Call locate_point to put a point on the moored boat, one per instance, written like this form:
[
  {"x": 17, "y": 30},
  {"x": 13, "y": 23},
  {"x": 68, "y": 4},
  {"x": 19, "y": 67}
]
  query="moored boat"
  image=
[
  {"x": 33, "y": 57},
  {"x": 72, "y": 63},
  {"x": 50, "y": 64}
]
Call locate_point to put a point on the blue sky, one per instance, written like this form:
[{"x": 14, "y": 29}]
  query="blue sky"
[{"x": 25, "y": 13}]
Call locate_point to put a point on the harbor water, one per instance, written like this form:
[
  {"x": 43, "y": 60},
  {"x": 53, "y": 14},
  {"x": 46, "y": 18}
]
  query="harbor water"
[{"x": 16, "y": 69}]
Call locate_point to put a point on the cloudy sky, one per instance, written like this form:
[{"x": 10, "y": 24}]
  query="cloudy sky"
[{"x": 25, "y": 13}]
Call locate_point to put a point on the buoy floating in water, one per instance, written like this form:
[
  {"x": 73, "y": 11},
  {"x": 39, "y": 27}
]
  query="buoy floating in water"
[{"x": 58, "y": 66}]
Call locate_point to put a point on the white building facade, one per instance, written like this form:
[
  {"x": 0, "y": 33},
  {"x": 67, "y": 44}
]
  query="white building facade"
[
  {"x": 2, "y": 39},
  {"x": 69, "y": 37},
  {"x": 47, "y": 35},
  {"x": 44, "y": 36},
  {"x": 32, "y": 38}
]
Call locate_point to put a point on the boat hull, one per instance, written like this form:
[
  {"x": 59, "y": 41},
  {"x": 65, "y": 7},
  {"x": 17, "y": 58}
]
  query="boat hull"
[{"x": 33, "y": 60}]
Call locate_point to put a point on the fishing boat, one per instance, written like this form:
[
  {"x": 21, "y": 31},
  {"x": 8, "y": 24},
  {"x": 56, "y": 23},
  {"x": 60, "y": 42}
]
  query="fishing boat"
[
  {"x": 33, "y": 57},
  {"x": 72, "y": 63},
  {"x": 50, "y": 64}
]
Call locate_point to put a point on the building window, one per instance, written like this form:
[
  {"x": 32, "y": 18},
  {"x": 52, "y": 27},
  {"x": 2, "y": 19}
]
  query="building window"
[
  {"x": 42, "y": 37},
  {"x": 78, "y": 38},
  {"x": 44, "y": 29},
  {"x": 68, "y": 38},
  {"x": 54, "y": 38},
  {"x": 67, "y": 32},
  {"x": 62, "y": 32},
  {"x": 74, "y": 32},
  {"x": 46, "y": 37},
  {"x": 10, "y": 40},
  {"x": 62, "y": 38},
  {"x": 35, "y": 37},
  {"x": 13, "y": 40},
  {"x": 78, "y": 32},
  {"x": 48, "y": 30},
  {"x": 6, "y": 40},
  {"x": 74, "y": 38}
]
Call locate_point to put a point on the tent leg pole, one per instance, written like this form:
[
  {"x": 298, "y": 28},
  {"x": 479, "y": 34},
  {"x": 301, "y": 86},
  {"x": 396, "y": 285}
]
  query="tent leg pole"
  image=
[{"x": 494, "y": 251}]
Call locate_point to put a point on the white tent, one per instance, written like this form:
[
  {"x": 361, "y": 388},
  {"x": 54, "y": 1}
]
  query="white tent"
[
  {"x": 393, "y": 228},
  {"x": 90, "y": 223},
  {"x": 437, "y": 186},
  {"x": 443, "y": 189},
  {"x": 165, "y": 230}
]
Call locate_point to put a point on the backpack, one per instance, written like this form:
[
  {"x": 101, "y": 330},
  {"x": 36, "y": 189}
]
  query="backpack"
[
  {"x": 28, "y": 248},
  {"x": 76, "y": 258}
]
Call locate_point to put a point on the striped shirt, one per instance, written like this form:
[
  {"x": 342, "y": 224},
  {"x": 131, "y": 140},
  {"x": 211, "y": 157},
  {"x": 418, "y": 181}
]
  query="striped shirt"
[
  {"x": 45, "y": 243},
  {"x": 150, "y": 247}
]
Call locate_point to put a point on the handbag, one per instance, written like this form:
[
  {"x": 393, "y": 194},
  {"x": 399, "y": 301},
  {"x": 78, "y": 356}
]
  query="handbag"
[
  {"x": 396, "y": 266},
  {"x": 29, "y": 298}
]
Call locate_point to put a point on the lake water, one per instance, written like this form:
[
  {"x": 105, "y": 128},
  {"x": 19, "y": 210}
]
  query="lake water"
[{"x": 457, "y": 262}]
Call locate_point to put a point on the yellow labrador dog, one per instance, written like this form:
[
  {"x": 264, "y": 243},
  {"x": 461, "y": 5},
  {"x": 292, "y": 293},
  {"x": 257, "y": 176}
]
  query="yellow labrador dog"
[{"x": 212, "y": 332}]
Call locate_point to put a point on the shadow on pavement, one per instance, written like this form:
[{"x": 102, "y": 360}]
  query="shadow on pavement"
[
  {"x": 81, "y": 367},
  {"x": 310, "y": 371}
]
§ §
- **WHAT TO WORK ON**:
Search the listing above for the string "pole" and copy each line that has it.

- **RESPONSE FOR THIS EXERCISE**:
Call locate_point to put a point on the tent leg pole, one per instance, written like this form:
  query="tent leg pole"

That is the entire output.